Problem —
Where "blue" occurs in a line of the entries below, copy that line.

Supplied information —

★ ★ ★ ★ ★ ★ ★

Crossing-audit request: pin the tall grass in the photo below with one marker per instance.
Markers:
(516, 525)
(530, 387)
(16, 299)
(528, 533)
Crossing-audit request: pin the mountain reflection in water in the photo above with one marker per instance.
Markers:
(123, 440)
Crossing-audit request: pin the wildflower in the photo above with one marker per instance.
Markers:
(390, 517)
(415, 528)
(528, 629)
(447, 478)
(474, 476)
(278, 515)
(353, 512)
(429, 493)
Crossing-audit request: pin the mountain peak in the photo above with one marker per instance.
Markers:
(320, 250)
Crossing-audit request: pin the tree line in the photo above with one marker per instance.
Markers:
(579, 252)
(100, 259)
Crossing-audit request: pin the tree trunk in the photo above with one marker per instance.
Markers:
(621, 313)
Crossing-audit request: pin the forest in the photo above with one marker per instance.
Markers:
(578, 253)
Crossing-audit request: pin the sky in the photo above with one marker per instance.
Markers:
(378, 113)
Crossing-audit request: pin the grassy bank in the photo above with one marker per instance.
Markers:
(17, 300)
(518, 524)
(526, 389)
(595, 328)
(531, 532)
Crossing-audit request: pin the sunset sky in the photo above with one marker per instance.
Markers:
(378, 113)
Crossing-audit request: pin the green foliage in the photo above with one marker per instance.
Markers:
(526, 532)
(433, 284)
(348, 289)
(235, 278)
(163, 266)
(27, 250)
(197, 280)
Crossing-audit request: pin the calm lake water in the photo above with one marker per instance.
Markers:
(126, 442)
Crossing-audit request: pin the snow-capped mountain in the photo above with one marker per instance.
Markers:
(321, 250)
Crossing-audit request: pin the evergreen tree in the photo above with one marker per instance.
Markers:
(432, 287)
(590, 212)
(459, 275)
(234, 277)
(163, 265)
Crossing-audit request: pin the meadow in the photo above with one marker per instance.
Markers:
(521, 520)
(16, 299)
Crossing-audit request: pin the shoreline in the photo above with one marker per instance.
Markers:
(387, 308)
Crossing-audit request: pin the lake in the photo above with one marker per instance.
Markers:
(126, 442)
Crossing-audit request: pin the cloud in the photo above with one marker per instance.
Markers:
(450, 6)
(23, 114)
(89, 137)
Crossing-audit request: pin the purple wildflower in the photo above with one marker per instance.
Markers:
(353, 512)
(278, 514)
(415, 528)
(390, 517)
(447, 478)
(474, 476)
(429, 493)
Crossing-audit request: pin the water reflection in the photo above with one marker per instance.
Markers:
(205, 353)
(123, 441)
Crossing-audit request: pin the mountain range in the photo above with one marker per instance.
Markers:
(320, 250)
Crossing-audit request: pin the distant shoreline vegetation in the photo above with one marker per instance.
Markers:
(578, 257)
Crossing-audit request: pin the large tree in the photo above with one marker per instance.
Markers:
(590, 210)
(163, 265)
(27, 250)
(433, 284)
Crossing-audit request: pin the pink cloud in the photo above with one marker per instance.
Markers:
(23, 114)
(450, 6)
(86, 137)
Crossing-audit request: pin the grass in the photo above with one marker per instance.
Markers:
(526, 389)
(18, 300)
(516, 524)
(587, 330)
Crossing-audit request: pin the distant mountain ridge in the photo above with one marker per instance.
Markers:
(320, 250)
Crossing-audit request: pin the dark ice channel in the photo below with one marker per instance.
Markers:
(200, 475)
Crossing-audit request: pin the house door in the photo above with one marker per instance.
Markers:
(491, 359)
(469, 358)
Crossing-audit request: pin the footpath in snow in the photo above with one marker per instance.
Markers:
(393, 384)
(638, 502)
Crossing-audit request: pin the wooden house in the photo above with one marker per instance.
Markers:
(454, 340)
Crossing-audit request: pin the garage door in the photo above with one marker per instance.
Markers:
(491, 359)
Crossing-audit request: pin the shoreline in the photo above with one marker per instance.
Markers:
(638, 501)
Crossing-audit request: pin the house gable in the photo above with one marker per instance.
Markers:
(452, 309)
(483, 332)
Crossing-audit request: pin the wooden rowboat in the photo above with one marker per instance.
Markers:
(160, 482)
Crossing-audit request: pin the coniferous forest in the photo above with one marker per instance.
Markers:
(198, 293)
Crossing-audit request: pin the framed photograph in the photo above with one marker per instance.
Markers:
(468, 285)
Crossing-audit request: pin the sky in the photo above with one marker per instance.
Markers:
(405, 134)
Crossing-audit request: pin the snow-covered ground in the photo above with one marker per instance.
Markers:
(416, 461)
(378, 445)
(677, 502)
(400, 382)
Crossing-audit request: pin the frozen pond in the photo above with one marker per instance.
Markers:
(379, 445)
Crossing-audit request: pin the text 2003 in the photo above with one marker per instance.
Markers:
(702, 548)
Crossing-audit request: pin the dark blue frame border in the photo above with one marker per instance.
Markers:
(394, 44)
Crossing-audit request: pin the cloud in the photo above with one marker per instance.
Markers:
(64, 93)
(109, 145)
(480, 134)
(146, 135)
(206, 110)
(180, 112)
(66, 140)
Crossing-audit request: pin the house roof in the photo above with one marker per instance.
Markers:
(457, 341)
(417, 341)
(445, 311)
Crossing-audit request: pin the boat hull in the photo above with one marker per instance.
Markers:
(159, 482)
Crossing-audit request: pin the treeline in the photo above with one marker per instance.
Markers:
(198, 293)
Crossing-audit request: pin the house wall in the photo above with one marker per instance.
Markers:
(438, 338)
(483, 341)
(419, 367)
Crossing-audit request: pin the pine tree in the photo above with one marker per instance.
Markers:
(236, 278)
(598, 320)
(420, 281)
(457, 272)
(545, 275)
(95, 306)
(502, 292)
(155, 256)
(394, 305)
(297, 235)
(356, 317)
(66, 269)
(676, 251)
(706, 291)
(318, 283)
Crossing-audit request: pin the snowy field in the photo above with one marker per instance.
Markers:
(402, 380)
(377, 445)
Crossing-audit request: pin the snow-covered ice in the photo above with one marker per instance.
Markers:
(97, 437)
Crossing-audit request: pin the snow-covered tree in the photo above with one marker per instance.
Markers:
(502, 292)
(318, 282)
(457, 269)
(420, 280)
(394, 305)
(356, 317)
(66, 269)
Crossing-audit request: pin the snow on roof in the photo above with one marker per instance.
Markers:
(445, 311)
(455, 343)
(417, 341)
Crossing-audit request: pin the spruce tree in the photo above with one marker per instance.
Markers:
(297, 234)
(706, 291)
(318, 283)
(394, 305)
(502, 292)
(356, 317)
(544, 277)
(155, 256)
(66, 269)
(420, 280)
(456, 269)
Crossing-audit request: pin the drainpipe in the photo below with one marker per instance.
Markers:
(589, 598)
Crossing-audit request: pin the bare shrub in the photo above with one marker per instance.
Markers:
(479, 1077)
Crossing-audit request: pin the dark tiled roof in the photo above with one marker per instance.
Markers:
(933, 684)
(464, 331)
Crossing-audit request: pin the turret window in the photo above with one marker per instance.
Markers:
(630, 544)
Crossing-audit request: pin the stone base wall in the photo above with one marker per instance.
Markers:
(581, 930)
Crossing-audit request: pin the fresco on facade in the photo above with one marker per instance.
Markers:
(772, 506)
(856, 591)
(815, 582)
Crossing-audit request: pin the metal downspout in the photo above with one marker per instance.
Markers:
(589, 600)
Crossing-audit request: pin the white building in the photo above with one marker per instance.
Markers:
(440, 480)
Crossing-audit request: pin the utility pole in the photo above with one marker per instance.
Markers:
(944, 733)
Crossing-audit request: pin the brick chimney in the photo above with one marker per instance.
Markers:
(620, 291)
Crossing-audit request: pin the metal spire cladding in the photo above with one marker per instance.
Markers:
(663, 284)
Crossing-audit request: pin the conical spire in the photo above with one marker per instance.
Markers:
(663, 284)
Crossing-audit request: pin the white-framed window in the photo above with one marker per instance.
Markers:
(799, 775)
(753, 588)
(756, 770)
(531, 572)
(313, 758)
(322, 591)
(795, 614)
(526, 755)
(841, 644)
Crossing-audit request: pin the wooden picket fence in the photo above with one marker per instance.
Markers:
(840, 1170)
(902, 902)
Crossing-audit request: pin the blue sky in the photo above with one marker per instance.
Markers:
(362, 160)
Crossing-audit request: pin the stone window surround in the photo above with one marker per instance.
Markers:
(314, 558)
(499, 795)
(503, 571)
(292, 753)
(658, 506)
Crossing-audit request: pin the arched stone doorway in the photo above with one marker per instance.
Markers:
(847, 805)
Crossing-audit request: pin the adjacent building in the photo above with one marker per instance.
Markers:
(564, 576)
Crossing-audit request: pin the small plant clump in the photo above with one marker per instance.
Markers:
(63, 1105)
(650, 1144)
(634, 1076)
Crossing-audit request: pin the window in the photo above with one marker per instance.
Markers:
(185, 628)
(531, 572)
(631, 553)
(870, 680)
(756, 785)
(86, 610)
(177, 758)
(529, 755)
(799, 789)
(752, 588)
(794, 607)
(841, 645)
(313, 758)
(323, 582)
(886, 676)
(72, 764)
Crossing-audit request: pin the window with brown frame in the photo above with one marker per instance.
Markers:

★ ★ ★ ★ ★ ★ ★

Output below —
Crossing-audit request: pin the dark blue frame border in the photo above with one marker per instance.
Crossing-audit request: pin the blue sky in the photo above with one marker per instance.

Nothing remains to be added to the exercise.